TASK DESCRIPTION -> Find every line in the listing below that contains the word "alley", and copy each of those lines. Matching is case-sensitive.

RECORDED DATA ->
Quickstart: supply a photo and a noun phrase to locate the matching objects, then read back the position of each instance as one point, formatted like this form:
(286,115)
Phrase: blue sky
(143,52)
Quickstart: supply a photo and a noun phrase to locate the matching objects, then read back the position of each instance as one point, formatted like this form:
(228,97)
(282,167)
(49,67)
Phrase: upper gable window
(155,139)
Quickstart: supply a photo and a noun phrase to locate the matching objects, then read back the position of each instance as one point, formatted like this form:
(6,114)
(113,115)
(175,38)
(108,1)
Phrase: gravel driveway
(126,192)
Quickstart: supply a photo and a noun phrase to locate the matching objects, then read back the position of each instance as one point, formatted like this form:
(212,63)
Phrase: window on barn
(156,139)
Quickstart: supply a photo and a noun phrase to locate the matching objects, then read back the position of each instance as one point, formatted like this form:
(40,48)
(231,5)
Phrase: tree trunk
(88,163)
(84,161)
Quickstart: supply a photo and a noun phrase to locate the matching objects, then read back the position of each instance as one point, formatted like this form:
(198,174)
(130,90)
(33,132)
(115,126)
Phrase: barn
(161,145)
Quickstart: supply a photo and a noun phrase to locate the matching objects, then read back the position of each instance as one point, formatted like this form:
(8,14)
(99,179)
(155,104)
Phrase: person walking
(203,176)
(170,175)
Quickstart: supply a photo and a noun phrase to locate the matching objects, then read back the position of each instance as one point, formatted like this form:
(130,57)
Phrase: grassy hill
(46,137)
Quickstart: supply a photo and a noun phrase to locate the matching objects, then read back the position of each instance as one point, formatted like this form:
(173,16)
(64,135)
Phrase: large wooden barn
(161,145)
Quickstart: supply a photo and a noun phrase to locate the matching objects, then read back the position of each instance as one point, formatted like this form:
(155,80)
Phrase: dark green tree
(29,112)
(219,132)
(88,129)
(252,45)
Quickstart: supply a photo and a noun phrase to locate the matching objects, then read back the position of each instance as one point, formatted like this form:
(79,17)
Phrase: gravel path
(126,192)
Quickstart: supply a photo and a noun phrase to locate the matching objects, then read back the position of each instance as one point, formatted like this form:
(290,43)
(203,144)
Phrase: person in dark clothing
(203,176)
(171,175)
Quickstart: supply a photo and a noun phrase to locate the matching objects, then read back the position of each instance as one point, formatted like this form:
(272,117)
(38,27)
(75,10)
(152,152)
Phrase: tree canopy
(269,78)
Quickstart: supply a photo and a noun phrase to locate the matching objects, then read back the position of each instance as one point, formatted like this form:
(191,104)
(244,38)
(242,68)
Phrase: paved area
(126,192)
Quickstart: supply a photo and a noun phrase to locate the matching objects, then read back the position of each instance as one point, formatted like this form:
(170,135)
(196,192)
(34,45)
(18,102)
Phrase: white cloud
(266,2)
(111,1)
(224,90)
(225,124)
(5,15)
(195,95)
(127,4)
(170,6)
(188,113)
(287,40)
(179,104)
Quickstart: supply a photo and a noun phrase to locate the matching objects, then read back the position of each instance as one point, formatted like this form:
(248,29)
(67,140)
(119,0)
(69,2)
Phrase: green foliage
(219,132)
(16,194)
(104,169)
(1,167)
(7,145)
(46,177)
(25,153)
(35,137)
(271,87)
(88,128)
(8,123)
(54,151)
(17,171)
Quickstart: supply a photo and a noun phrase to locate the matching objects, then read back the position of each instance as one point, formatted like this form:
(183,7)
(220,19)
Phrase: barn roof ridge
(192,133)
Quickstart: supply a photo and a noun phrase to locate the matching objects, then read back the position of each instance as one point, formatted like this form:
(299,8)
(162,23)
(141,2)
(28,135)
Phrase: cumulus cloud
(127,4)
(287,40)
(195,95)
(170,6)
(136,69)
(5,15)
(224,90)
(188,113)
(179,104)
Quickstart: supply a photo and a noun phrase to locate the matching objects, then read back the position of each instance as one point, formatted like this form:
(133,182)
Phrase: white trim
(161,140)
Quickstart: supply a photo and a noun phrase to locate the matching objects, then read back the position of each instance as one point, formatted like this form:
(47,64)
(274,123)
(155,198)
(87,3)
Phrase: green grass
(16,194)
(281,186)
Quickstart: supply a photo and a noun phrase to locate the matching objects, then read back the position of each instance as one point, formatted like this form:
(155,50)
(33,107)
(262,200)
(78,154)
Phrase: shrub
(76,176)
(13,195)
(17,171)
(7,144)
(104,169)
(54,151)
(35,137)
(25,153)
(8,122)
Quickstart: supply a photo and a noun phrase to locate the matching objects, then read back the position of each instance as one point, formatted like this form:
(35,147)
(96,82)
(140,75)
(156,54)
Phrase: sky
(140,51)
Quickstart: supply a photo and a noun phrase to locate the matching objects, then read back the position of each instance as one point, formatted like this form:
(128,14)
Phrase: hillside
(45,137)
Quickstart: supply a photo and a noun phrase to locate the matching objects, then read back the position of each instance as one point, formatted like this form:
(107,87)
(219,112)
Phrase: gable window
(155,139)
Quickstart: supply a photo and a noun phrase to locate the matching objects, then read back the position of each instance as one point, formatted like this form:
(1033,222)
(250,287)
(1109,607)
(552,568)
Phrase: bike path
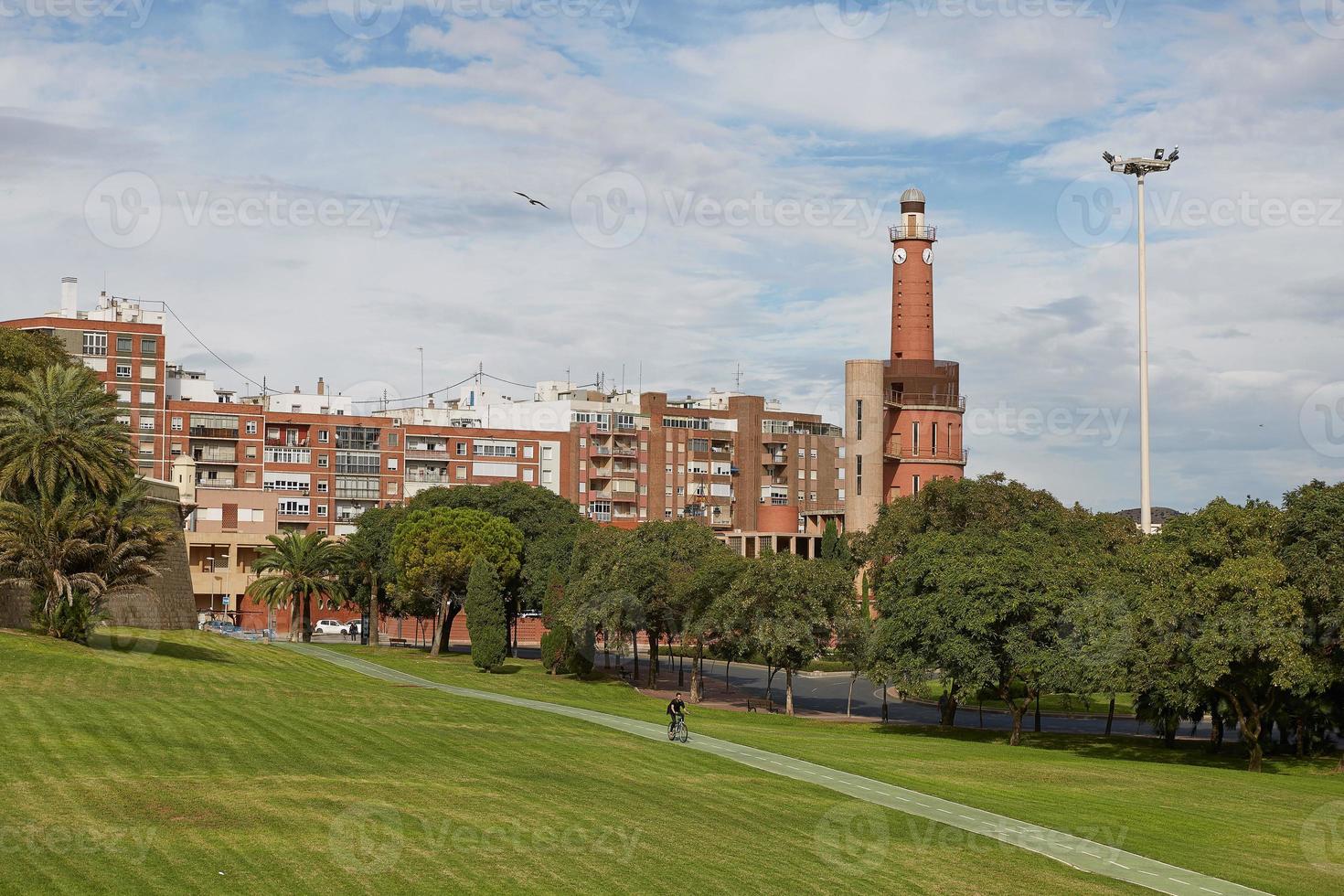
(1077,852)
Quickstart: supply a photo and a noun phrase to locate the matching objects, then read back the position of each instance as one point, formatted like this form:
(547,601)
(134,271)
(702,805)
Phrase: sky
(325,187)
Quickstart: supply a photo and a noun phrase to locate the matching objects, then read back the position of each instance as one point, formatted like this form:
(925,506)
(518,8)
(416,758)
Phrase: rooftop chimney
(69,297)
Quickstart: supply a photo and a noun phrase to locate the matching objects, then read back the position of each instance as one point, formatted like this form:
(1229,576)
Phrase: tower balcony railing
(894,450)
(925,400)
(912,231)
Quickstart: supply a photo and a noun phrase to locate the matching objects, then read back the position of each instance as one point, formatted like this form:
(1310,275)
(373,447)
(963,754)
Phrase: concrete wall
(165,602)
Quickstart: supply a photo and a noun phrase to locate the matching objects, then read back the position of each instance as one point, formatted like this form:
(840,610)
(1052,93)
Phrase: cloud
(714,108)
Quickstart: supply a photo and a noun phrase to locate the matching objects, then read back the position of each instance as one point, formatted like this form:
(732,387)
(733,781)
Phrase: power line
(212,352)
(411,398)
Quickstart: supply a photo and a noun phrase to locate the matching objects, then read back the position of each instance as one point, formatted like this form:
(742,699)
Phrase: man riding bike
(677,709)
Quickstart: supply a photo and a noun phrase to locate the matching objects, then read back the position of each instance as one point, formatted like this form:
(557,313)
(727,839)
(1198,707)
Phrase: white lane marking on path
(1006,827)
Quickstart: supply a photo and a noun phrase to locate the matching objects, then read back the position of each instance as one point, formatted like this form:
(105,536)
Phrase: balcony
(218,483)
(925,400)
(912,231)
(211,432)
(894,450)
(426,452)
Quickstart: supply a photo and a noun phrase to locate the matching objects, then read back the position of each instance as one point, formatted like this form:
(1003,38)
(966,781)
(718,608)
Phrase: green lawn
(183,762)
(1273,830)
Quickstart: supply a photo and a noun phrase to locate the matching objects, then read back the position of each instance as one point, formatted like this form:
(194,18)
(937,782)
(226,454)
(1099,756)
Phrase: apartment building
(260,465)
(123,344)
(743,464)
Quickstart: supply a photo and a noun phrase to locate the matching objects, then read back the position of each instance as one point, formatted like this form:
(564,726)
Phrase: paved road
(1085,855)
(827,693)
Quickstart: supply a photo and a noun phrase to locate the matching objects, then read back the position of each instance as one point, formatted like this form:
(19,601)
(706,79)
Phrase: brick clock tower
(903,414)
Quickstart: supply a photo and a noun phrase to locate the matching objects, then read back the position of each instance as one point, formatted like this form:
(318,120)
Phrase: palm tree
(296,570)
(73,551)
(60,426)
(359,563)
(48,543)
(132,535)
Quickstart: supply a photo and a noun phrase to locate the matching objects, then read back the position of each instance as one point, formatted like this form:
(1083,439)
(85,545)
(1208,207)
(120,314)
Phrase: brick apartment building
(254,466)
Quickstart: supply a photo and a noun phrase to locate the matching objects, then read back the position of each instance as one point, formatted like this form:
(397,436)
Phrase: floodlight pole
(1146,493)
(1140,168)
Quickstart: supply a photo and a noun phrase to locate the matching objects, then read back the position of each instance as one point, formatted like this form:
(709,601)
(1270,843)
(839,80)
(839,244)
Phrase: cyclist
(677,712)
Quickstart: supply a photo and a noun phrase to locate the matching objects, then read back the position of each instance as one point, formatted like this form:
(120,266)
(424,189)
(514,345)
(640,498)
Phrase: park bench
(755,704)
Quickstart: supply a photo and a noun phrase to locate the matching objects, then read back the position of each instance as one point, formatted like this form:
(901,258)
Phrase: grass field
(152,769)
(156,769)
(1275,830)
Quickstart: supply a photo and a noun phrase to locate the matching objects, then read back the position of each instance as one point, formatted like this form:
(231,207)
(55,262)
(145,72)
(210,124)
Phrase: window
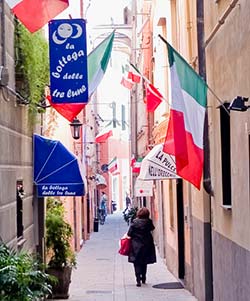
(19,208)
(225,156)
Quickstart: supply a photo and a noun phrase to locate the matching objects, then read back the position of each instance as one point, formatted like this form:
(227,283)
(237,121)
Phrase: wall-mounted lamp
(238,104)
(76,127)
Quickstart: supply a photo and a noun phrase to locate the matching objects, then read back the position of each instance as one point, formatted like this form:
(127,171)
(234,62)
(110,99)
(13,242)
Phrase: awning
(158,165)
(143,188)
(56,169)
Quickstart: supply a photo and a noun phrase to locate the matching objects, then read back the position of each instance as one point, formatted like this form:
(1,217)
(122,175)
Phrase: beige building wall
(228,68)
(16,153)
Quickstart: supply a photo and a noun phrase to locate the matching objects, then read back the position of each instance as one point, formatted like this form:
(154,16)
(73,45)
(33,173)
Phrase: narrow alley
(103,274)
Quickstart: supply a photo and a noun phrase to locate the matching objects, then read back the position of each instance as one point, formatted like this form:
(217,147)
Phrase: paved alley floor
(103,274)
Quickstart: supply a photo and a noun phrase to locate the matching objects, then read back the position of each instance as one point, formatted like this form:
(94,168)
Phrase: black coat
(143,248)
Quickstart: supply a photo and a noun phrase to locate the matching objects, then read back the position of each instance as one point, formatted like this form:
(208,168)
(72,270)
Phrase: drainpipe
(221,21)
(208,274)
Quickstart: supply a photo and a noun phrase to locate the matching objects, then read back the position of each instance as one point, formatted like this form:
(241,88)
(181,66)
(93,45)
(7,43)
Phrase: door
(180,224)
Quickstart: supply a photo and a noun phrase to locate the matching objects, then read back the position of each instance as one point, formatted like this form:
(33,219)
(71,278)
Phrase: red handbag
(125,245)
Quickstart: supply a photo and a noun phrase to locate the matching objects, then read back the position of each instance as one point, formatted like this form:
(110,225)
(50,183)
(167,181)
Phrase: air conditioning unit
(4,76)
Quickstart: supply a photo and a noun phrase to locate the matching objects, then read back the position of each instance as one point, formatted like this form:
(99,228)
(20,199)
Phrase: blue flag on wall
(68,61)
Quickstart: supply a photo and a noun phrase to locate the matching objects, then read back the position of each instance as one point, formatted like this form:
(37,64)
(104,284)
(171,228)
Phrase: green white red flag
(103,135)
(98,61)
(184,137)
(153,97)
(34,14)
(113,165)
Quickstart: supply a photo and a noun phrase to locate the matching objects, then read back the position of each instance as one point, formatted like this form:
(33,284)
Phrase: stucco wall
(231,272)
(228,75)
(15,155)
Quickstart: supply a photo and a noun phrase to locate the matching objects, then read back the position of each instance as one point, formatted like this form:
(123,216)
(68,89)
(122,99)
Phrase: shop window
(225,156)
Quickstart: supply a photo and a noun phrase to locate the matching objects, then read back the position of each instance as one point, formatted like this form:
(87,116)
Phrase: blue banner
(68,61)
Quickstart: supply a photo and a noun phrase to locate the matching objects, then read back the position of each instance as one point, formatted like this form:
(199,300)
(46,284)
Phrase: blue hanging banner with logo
(68,61)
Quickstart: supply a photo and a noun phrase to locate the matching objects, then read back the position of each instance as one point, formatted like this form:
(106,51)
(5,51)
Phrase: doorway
(180,225)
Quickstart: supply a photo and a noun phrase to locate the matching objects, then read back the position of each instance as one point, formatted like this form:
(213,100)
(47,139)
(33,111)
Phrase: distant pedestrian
(103,204)
(128,203)
(142,250)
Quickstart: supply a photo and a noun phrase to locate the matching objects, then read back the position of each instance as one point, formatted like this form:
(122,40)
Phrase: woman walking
(142,245)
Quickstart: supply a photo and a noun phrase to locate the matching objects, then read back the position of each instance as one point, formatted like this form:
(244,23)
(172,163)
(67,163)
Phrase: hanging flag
(137,165)
(132,161)
(103,135)
(98,61)
(113,165)
(153,97)
(125,81)
(134,75)
(34,14)
(184,137)
(68,111)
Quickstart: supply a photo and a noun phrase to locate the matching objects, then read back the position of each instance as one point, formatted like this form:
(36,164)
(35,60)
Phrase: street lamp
(75,127)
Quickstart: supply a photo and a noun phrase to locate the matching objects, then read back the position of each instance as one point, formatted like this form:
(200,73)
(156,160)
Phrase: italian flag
(34,14)
(98,61)
(103,135)
(113,166)
(184,137)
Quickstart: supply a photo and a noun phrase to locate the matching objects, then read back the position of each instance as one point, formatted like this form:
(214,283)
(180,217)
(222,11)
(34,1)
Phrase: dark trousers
(140,271)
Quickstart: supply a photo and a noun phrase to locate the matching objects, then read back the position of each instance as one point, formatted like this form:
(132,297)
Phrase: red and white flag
(185,131)
(103,135)
(125,81)
(153,96)
(34,14)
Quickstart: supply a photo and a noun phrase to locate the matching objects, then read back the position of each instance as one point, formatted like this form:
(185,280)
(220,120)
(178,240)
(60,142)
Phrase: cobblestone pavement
(102,274)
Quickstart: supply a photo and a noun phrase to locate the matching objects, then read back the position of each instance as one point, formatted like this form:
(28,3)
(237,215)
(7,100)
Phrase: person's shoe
(138,281)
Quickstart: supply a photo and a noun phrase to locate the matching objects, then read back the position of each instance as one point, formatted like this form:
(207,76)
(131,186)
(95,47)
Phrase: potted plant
(61,257)
(21,276)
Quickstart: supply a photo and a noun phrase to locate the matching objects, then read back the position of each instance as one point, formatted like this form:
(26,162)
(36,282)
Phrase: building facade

RESULT ->
Phrase: narrow alley
Phrase: paved alley floor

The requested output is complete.